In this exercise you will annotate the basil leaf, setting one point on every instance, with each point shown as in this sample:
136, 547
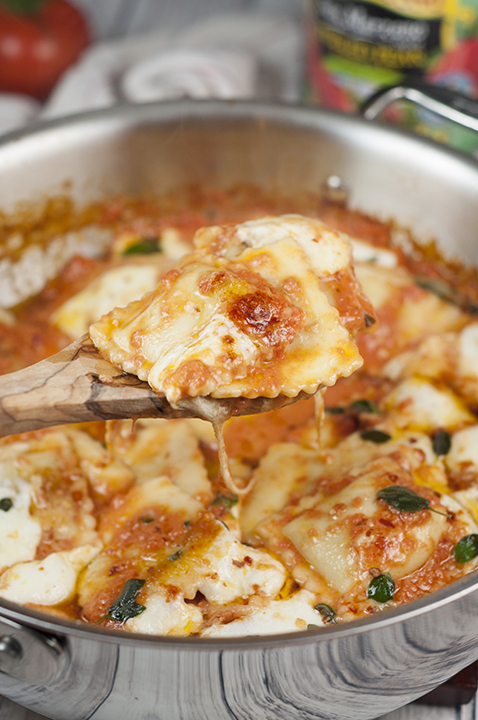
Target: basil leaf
466, 549
328, 613
402, 498
441, 289
441, 442
406, 500
175, 555
143, 247
125, 606
376, 436
226, 501
381, 588
359, 406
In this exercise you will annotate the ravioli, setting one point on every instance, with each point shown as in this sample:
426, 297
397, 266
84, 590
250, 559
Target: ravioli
134, 526
261, 309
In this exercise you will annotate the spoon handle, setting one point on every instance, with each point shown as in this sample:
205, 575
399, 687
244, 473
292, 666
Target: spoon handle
75, 385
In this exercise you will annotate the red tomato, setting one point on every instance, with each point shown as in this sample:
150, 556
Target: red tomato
37, 47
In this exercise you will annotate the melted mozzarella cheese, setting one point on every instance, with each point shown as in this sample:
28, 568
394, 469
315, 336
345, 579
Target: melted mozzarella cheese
49, 581
463, 453
421, 406
166, 615
19, 532
364, 252
251, 321
114, 288
272, 617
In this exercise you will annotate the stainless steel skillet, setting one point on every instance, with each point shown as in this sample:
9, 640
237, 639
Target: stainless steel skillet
360, 670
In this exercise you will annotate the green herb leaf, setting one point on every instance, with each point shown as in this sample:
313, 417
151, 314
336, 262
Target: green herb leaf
175, 555
328, 613
376, 436
381, 588
466, 549
441, 442
227, 501
402, 498
335, 411
364, 405
125, 606
143, 247
441, 289
406, 500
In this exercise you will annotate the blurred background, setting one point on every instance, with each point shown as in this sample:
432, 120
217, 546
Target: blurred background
59, 57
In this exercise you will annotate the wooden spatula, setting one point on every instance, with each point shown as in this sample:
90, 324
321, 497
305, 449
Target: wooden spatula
77, 385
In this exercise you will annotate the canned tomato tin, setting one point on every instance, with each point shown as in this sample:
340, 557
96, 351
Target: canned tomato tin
355, 47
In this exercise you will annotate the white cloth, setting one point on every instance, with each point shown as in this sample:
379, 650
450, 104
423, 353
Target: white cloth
240, 55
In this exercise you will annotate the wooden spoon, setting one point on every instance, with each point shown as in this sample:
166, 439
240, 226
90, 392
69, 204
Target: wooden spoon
78, 385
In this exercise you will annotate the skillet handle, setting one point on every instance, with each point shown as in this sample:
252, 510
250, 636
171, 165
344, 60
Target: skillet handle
30, 656
447, 103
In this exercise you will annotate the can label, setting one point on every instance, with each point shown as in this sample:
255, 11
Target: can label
357, 46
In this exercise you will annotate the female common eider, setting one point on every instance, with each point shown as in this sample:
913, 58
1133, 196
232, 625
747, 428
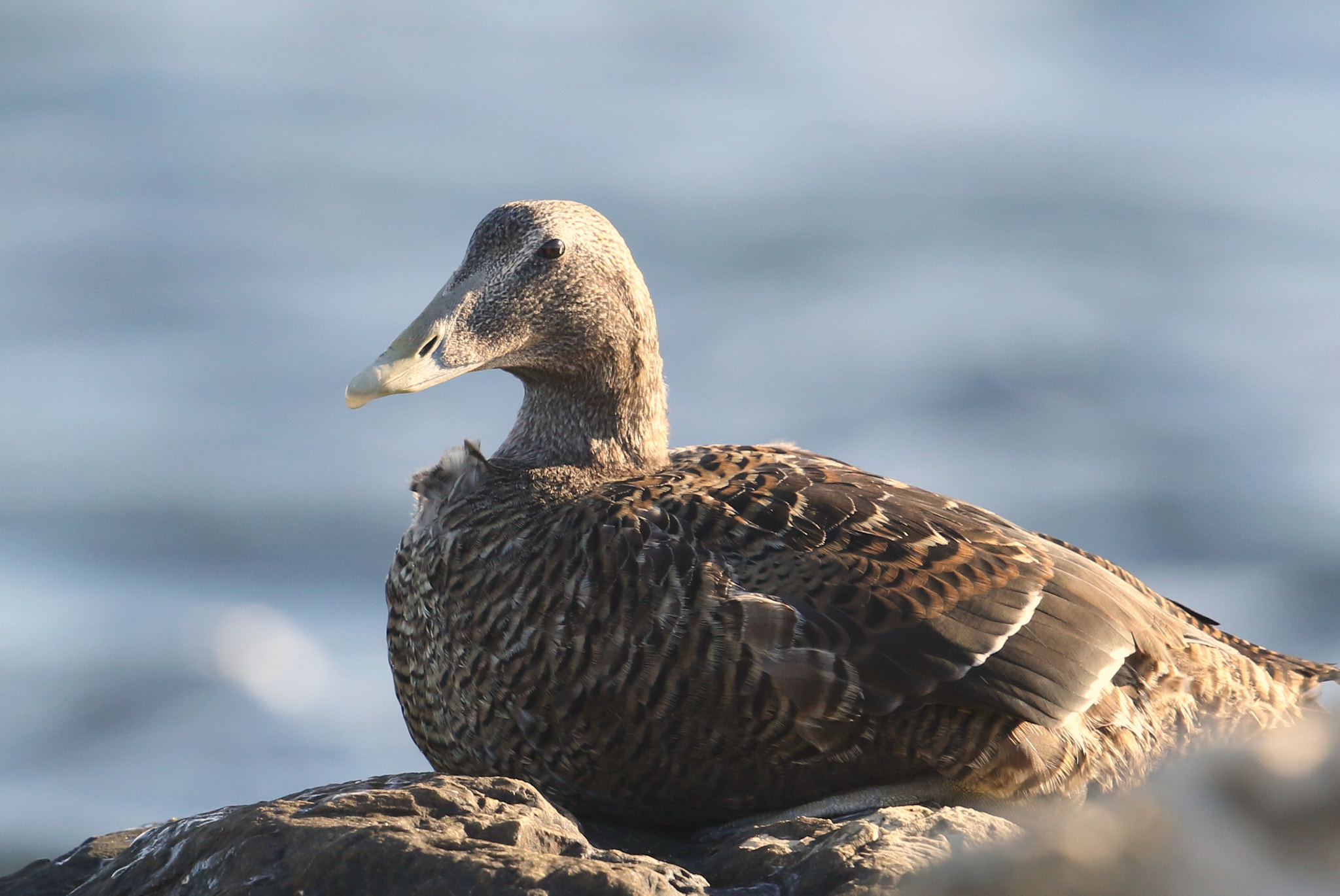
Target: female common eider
686, 636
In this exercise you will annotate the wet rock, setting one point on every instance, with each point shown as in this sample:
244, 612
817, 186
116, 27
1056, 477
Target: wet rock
1256, 820
408, 835
1260, 819
870, 853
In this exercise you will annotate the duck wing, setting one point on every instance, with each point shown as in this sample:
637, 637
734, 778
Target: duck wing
866, 596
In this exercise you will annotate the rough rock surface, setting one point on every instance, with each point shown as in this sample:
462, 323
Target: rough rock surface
1254, 820
425, 833
1259, 820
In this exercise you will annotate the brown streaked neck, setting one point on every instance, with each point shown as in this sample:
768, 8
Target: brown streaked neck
608, 419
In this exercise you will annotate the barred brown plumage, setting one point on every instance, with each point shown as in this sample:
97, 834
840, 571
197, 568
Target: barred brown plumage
688, 636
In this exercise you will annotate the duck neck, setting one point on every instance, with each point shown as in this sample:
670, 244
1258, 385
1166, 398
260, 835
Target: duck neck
608, 418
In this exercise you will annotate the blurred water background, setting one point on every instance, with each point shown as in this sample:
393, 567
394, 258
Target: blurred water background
1075, 262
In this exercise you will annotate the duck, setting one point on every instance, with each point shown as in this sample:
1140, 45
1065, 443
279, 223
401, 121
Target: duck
704, 634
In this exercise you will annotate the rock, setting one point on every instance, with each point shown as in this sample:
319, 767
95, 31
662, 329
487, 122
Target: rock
58, 876
1254, 820
872, 853
417, 833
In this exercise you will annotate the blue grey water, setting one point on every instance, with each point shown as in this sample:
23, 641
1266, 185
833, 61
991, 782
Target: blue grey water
1074, 262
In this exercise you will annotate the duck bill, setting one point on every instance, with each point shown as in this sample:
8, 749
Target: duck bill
414, 360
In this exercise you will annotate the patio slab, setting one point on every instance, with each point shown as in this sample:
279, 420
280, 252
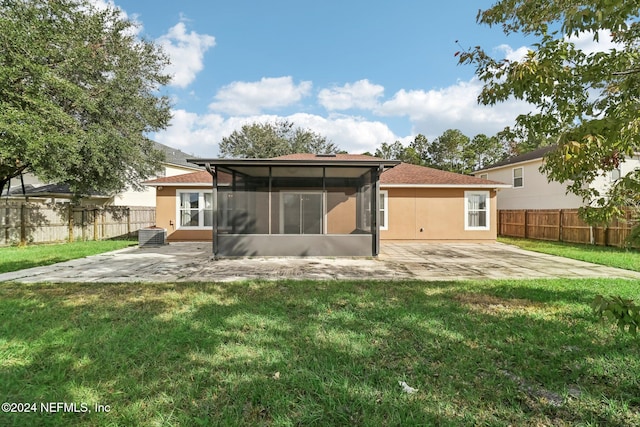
-=-=-=-=-
- **What to work on**: Everything above except the pictures must be restated exactly.

- **Result of this exercise**:
In this exercise you will annotate the basil leaf, setting one point on every instance, with each point shown as in this sample:
136, 547
Target: basil leaf
466, 549
328, 613
402, 498
441, 289
441, 442
406, 500
175, 555
143, 247
125, 606
376, 436
226, 501
381, 588
359, 406
In this exercise you will annotate the ravioli, setting one point on every instance, with each point shown as in this sample:
426, 297
397, 266
84, 590
250, 559
Target: ravioli
134, 526
261, 309
In this exercise you will annotate the spoon handle, setting one point on every instance, with each point shown as in this sample:
205, 575
399, 687
244, 473
292, 666
Target: spoon handle
75, 385
In this exercise you will annotate the red tomato, setting one point on every instance, with each point shown as in this sample:
150, 556
Target: red tomato
37, 47
In this exercise you will annotate the melted mozzarella cheese, setting one point on every instance, with each point shown as in this sample:
28, 568
394, 469
315, 336
345, 579
Target: melted mozzarella cheese
49, 581
463, 453
421, 406
166, 615
19, 532
364, 252
251, 321
114, 288
272, 617
In this exercise you will annotate the stainless steel skillet, setting one point on every instance, with each point shown as in this sample:
9, 640
237, 639
Target: stainless steel skillet
360, 670
In this exercise you will annotate the green herb leaf, setting one point on every instance, with each point shown as in this sample:
313, 417
151, 314
336, 262
Target: green herb leaf
175, 555
328, 613
376, 436
381, 588
466, 549
441, 442
227, 501
402, 498
335, 411
364, 405
125, 606
143, 247
441, 289
406, 500
In this exercise you will annotate the blurred background, setting one point on every instance, with each point shown as in this sample:
432, 120
217, 546
Target: blurred background
59, 57
In this exercise you will annotate the wooden spatula, setting one point on every instance, with each point shown as in this sample:
90, 324
321, 497
305, 449
Target: wooden spatula
77, 385
In this exercise you will annotate the canned tomato tin, setting one point on every instance, with each point shown as in this sample:
340, 557
96, 351
Target: canned tomato tin
355, 47
In this exercise you will annotate the white cloth, setting one point on every instance, with each point shown as in this sample:
379, 650
450, 104
423, 353
Target: white cloth
240, 55
In this exercise you will annotate the wooden spoon, setting one point on every instance, with each point shown as in this sample:
166, 439
240, 226
90, 392
69, 204
Target: wooden spoon
78, 385
In this exercise you will annotate the skillet handle, setting one point on every instance, with each point shown as in this sample:
252, 510
250, 636
171, 165
344, 60
Target: skillet handle
30, 656
447, 103
In this exercise you will annotate the can label, setting one point on every instance, with each point shown as in this sample:
255, 11
Target: can label
357, 46
In this exercise you will annotate the female common eider, setting one point on every instance, with each point shown as in this sample:
913, 58
1133, 196
232, 625
747, 428
Target: female common eider
686, 636
In this exercise you will annotate the wet rock, setting one point on every instance, with each point shown as in this sample:
244, 612
817, 186
116, 27
1056, 477
Target: wet rock
1256, 820
408, 835
1260, 819
870, 853
In this exercise you will annotate the duck wing, setting one point on every instance, with each point shown as in this sample:
637, 637
734, 778
Target: duck wing
866, 596
In this exercise you will annotate the rough rock surface, setting one point on every instance, with each point shown as in this sample:
462, 323
Target: rough rock surface
1254, 820
425, 833
1259, 820
In this exercise you will annotate the brown streaked neck, setting one point on every instance, with each point shown as in this sample:
768, 8
Target: brown streaked neck
608, 419
In this exercise you will annotate the barred brown plumage, setting one point on every instance, with each point shown as in this sample:
97, 834
840, 571
197, 568
Target: barred brown plumage
688, 636
In this exercise you will annotate the duck neck, setting one point on every instance, with each point shown as in this sample:
670, 244
1258, 385
1166, 398
260, 835
Target: duck neck
608, 418
In this exercise you will annotate the blurred water background, setting one point on every instance, with each point shown as in this sample:
393, 567
394, 258
Target: blurred water background
1075, 262
In this exercise you will annotate the duck, setting one point on every instance, with each point shown as in this sample:
1140, 45
1065, 443
279, 223
401, 121
Target: duck
704, 634
In this exercise you will annotate the rock, setting one point on every instance, with each point shown as in this sample:
319, 767
95, 31
662, 329
487, 122
Target: rock
58, 876
1254, 820
872, 853
417, 833
In this exercise you will annotate the blue grey water, setting one point on every instance, with each point shown as in this sample:
23, 641
1266, 185
833, 61
991, 782
Target: blue grey water
1074, 262
In this exercise you will annotate the duck bill, setting one point on every instance, with each point shown as in this sample:
8, 749
Target: duck bill
414, 360
In this exercise you will annotate the patio slab, setting one point on every instance, with each point shown as in this sample:
279, 420
280, 252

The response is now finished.